== Selected extract ==
# Best border into US



## dejamour (Jul 9, 2013)

Hi y'all,

I'm driving north from Guadalajara going towards Houston. I was wondering which is the most hassle free route to and through the border. Nuevo Progresso? Los Indios? Columbia? And what about the route getting to them? Avoid Monterrey? I want to stay somewhere within a couple of hours from whatever border I cross so I can go through at a reasonable hour in the morning. Any suggestions?

I'm driving a trusty 2001 Jeep Cherokee with US plates... any car-jacking problems with this sort of car nowadays? 

Thanks!

Adam


----------



## RVGRINGO (May 16, 2007)

We always preferred the route through Ciudad Victoria, where we used the Hotel Sierra Gorda in Centro, then on toward Reynosa on 101 and 97. You can then cross at the new Pharr International bridge immediately east of Reynosa, or take 2 on to Nuevo Progresso, where we alwys stopped to eat.
Either way; enjoy your trip.


----------



## dejamour (Jul 9, 2013)

Thanks RVGRINGO. Does the Hotel Sierra Gorda have safe parking? I'll have some stuff in the back of my car. 

So any problems going through San Luis Potosi? Everything calmed down around there nowadays?

I am not one to be afraid usually. Just asking for current info so that I travel wisely, that's all. So thanks for any and all info!


----------



## RVGRINGO (May 16, 2007)

Yes, Hotel Sierra Gorda has a secure, guarded parking lot at the back door, so when you find the hotel on the main square, go around the block on the one-way streets to get to the entrance to the parking lot. Enter through the back door and you will find the lobby. It is an older hotel, but has a restaurant for dinner, or you can walk to another hotel across the square, or six blocks left out the front door to a VIPs or, closer for breakfast, near the next corner and to the left; open at 7AM, I think. Great coffee and breakfasts for an early start, if desired.
We have never had any problems traveling anywhere, and have also stayed in San Luis Potosi, at the Hotel Caledonia, in Centro, which also has secure parking across the street, allowing one to walk about centro and explore that interesting town, with Sunday evening concerts in the plaza, for example. Either town is a nice, relaxed stop along the way to McAllen or points eastward and northward. By the way; if you find yourself making the border in one day, without stopping, you can find motels on 83 in Weslaco. If you go further north, there is not much until Victoria, TX.


----------



## mes1952 (Dec 11, 2012)

Just be careful when around C. Victoria as there is a lot of fighting going on in that region within the past month. It is on all the Mexico news that I read or see on TV. C. Victoria at one time was a really nice place but apparently it is right in the middle of territorial fights among the narcotraficantes as you always see it on the news.


----------



## Rudolfo (Jul 17, 2012)

So what concerns do you have with getting through the border? I can understand you needing to have some degree of caution with driving around in Mexico with your tags and Jeep...but coming back into your home Nation, what exactly are you concerned with?


----------



## dejamour (Jul 9, 2013)

mes1952 said:


> C. Victoria at one time was a really nice place but apparently it is right in the middle of territorial fights among the narcotraficantes as you always see it on the news.
===
== Information provided ==
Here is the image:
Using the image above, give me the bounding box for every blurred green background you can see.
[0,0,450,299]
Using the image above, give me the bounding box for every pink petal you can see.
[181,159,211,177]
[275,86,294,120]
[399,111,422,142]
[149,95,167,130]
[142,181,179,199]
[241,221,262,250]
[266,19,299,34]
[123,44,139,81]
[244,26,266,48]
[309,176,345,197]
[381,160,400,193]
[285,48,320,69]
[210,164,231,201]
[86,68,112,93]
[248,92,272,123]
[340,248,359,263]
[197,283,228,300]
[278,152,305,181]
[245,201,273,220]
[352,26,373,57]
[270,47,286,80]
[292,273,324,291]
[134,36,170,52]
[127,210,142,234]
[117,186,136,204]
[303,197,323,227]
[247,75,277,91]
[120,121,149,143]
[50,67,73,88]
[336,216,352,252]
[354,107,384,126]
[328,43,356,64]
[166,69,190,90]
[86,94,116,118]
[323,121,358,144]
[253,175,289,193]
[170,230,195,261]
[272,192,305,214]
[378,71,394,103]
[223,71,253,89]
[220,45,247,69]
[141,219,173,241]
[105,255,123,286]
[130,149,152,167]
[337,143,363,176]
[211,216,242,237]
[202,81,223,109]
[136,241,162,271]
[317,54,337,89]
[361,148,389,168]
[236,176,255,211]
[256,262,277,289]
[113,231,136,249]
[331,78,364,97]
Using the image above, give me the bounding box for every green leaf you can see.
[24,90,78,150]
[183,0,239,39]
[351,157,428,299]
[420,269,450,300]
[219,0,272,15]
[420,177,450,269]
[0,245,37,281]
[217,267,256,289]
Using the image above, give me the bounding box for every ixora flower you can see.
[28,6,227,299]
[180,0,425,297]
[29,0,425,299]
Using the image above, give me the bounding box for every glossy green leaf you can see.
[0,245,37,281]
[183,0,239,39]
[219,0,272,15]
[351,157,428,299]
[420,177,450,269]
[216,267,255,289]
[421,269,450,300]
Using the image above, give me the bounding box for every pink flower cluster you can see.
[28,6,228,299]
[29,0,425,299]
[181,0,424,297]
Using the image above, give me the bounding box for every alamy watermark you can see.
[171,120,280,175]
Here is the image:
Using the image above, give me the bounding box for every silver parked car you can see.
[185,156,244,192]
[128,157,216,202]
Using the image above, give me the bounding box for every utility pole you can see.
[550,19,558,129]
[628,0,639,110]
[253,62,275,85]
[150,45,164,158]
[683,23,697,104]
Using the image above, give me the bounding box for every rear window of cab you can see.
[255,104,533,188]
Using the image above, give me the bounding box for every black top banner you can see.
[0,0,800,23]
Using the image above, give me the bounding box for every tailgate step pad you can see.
===
Write the next part of the forum thread about the best border crossing into the US, picking up right after its last line.

Whoah! I haven't been staying up with the news. C. Victoria was a stop over possibility. I'll have to check into that a bit more.




Rudolfo said:


> So what concerns do you have with getting through the border? I can understand you needing to have some degree of caution with driving around in Mexico with your tags and Jeep...but coming back into your home Nation, what exactly are you concerned with?


It's all those drugs I have in my car 

No, I have a few minor concerns. 

A friend of mine just went through Nuevo Laredo going to the US a week ago and she and her friends (2 American men) in the car were strip searched and detained for over 6 hours. *yikes!!!* Now they are not druggies nor do they look like druggies.

But neither am I a druggie, in fact, I don't drink, smoke or even eat meat! 

I may be traveling with my Mexican girlfriend and even though her Visa is all in order, we don't want any problems getting her into the US.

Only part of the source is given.